* _Task brief_
Swap every "instance" in the data below for "occurrence" and copy the data out with no other change. Leave out the pictures.

* _Provided records_
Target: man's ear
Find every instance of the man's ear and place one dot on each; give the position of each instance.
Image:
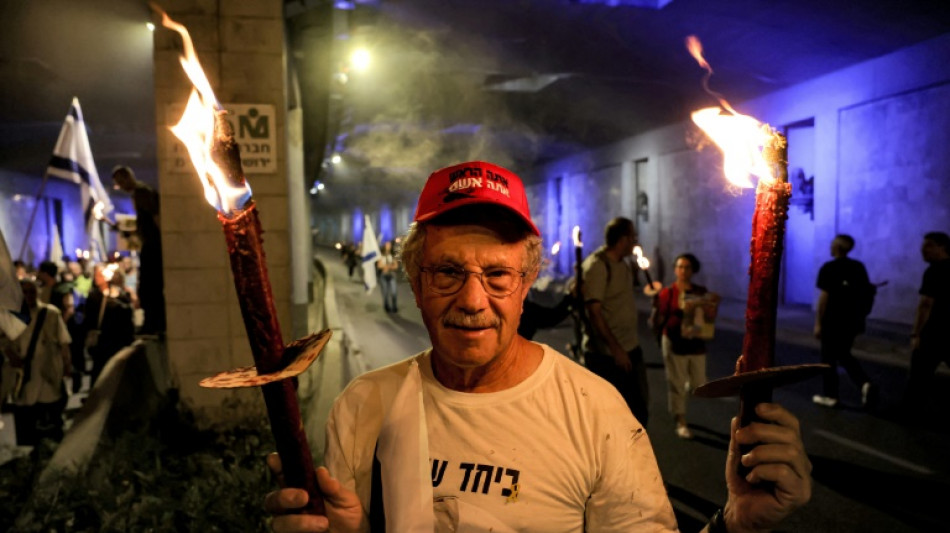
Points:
(416, 291)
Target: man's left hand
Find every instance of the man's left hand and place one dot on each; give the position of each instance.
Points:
(780, 478)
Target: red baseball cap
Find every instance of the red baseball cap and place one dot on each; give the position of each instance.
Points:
(475, 182)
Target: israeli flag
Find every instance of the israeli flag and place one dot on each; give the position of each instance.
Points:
(72, 160)
(370, 253)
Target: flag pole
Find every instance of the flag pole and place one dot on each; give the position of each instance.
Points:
(36, 205)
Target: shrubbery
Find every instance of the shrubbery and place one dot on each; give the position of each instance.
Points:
(166, 476)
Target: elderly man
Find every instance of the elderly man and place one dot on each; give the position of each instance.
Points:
(516, 436)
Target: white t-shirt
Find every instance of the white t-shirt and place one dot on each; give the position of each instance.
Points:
(46, 371)
(556, 453)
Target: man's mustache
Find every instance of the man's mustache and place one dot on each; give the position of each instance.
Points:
(456, 319)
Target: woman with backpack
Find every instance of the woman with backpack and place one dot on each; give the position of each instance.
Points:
(682, 315)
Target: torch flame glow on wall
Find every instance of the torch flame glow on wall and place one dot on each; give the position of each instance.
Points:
(195, 129)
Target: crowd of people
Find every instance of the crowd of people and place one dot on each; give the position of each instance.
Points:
(484, 391)
(75, 317)
(556, 447)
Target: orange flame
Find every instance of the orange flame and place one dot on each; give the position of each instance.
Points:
(740, 137)
(642, 260)
(195, 129)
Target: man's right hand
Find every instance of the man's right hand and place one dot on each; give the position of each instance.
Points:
(343, 508)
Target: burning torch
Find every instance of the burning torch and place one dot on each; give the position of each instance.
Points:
(644, 263)
(752, 148)
(208, 136)
(578, 293)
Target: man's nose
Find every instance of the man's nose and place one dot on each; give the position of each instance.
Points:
(472, 296)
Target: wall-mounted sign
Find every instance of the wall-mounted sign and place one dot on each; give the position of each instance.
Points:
(254, 131)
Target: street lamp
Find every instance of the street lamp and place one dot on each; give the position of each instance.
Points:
(359, 59)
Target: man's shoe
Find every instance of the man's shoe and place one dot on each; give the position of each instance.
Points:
(868, 395)
(824, 400)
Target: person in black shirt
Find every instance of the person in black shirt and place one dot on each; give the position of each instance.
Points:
(151, 289)
(840, 319)
(930, 338)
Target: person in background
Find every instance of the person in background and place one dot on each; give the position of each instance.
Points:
(82, 283)
(20, 269)
(839, 320)
(47, 275)
(388, 267)
(42, 354)
(151, 289)
(108, 322)
(555, 447)
(682, 345)
(611, 340)
(930, 336)
(64, 299)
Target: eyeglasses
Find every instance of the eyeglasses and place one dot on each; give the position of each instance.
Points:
(499, 282)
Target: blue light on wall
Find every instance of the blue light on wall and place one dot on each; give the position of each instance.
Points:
(385, 223)
(357, 225)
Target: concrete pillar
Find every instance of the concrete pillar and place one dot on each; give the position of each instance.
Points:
(241, 48)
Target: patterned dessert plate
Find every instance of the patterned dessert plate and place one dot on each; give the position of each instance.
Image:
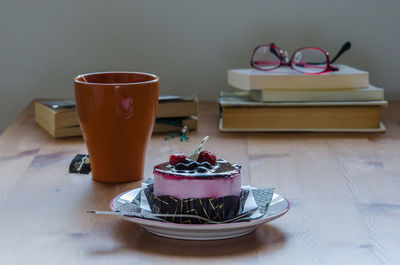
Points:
(278, 207)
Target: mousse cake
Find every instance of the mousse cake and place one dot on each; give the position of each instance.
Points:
(207, 177)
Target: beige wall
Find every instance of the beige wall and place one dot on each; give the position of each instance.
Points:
(189, 44)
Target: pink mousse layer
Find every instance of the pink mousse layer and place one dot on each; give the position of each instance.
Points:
(192, 187)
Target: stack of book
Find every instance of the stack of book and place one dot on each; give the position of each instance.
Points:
(60, 118)
(286, 100)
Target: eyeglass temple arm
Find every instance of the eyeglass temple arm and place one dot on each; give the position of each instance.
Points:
(346, 46)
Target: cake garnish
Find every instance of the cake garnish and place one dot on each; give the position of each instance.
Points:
(207, 156)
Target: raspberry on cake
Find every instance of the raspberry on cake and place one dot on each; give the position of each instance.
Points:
(207, 177)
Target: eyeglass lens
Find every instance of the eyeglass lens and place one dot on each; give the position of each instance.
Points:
(310, 60)
(266, 57)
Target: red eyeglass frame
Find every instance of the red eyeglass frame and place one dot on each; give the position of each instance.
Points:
(328, 68)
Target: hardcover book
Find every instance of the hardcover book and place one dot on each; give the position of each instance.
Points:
(287, 78)
(240, 113)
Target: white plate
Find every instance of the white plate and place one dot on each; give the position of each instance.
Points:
(278, 207)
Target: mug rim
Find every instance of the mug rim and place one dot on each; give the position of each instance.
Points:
(154, 80)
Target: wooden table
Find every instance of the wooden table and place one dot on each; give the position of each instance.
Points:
(344, 190)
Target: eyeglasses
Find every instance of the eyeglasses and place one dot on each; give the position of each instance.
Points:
(308, 60)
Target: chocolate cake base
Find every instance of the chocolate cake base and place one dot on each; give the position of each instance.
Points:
(215, 209)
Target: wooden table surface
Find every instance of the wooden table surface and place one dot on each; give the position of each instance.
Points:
(344, 191)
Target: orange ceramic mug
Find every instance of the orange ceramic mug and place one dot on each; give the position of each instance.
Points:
(117, 111)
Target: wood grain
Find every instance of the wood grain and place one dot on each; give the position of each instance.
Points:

* _Task response_
Target: man's ear
Find every occurrence of the man's ear and place one dot on each; give the position of each occurrence.
Image:
Points:
(416, 291)
Target: man's left hand
Find every occurrence of the man's left hand and place one dot on each; give the position of each occurrence.
Points:
(780, 478)
Target: red baseball cap
Find every occurrence of the red baseball cap and place one dot on each; give the position of each occurrence.
Points:
(475, 182)
Target: israeli flag
Find every occurrence of the israeli flag and place one dot on each; give the position of each occurrence.
Points:
(72, 160)
(370, 253)
Target: flag pole
Find every occurrence of the flag pole and place one dot on each; give the position of each occurrence.
Points:
(36, 205)
Target: shrubbery
Find every occurrence of the shrubbery and place one dot on each; give the position of each occurrence.
Points:
(166, 476)
Target: elderly man
Find every occurrence of the elderly man and place one dot on each; give the position of each occurrence.
Points:
(516, 436)
Target: white t-shirt
Find every occurrence of the white t-shirt and place one dot on each; give the position of each occurrence.
Points:
(46, 371)
(556, 453)
Target: man's mustache
Find every occurrence of the man's mustache and place one dot on each; give the position of each occurrence.
Points:
(456, 319)
Target: woman with backpack
Find every occurrence of the woman with backpack and place one dot on each; give the position of each occurrence.
Points:
(682, 315)
Target: torch flame glow on wall
Find every occurrence of the torch flame glow on wall and place one dot on each; give the position of each occurrence.
Points:
(195, 129)
Target: crowd of people
Find every occurrence of the crowd of people and place one dot on each; give the position of each occurrence.
Points:
(484, 391)
(75, 317)
(556, 447)
Target: orange flame
Find every occurrence of the orange flame and place one dot on each; give the position of each occurrence.
Points:
(740, 137)
(642, 260)
(195, 129)
Target: man's right hand
Find every occurrence of the man's right hand and place one dot on each; give the position of each occurrence.
Points:
(343, 508)
Target: burning torch
Find every occurrence of the burning torch and place one dot on each; give the position of each occurrence.
Points:
(644, 263)
(752, 148)
(208, 136)
(578, 293)
Target: man's nose
Find every occurrence of the man's nose and place one dot on each; give the position of each occurrence.
Points:
(472, 296)
Target: wall-mounted sign
Find every occurrence of the wall-mounted sign and place one dot on each; give the position of each occurrence.
Points:
(254, 131)
Target: street lamp
Find every occurrence of the street lamp and place one dot on each; give the position of each occurrence.
Points:
(359, 59)
Target: man's shoe
Find every occurrence of the man's shoe and place one dot on each; give the position of each occurrence.
Points:
(868, 395)
(824, 400)
Target: person in black shirt
Find every occurrence of the person in black shirt and place one dot on each; give the position of each occurrence.
Points:
(151, 289)
(840, 319)
(930, 338)
Target: person in background
Find every occurrence of the person in background and place one dot on each; give the position of each occurrence.
Points:
(82, 283)
(20, 269)
(839, 320)
(47, 275)
(388, 267)
(42, 354)
(151, 289)
(108, 322)
(555, 447)
(682, 345)
(611, 340)
(930, 336)
(64, 299)
Target: eyeglasses
Find every occurrence of the eyeglasses and place one dot on each; give the position of each occurrence.
Points:
(499, 282)
Target: blue light on wall
Find every occurrence of the blue light on wall and place one dot on each; give the position of each occurrence.
Points:
(385, 223)
(357, 225)
Target: concrete pillar
Find every occurrence of the concrete pillar and place one dot on each; give the position of each occurrence.
Points:
(241, 48)
Target: patterned dessert plate
Find every occurrence of the patterned dessert plate and place one dot on each; give the position of each occurrence.
Image:
Points:
(278, 207)
Target: mousse cake
Find every occurrence of the mousse cake and place one dot on each; give the position of each occurrence.
Points:
(207, 177)
Target: beige wall
Find every occurrence of the beige wall and place one dot on each; give the position of each occurrence.
Points:
(189, 44)
Target: pink mousse layer
Find every occurrence of the pink mousse layer and place one dot on each; give the position of each occurrence.
Points:
(192, 187)
Target: stack of book
Find every occurrence of the stack of book and place one dot on each; give the position of each occurrence.
Points:
(60, 118)
(286, 100)
Target: eyeglass temple arm
Find every occurrence of the eyeglass temple arm and place one dot on each; give the position of each occurrence.
Points:
(346, 46)
Target: cake garnish
Find every occurrence of the cake garnish and place one dot on each; give the position of each occurrence.
Points:
(207, 156)
Target: raspberry on cake
Find every occurrence of the raspberry on cake and place one dot on each; give the position of each occurrence.
Points:
(207, 177)
Target: eyeglass lens
Find every occurrence of the eyeglass lens and place one dot on each; give the position of each occurrence.
Points:
(310, 60)
(266, 57)
Target: red eyeglass frame
Find every occurrence of the red eyeglass frame and place one dot on each; give the position of each occurrence.
Points:
(328, 68)
Target: hardcover book
Find every occurrence of the hardcover book and place one dot on each; give the position of each occurrence.
Points:
(287, 78)
(240, 113)
Target: white plate
Find every occurrence of the white plate and place one dot on each; give the position of each occurrence.
Points:
(278, 207)
Target: mug rim
Find every occurrence of the mug rim and place one dot on each; give the position of each occurrence.
Points:
(154, 80)
Target: wooden table
Find every occurrence of the wooden table and place one dot on each; give the position of each occurrence.
Points:
(344, 190)
Target: eyeglasses
Find every occurrence of the eyeglasses and place one dot on each; give the position of each occurrence.
Points:
(308, 60)
Target: chocolate cake base
Find every occurrence of the chocolate cake base and place one dot on each; give the position of each occurrence.
Points:
(215, 209)
Target: wooden table surface
Find every occurrence of the wooden table surface and place one dot on each; give the position of each occurrence.
Points:
(344, 191)
Target: orange ceramic mug
Find every occurrence of the orange ceramic mug and place one dot on each; give the position of each occurrence.
Points:
(117, 111)
Target: wood grain
Find every occurrence of the wood grain and place one dot on each; give the position of each occurrence.
Points:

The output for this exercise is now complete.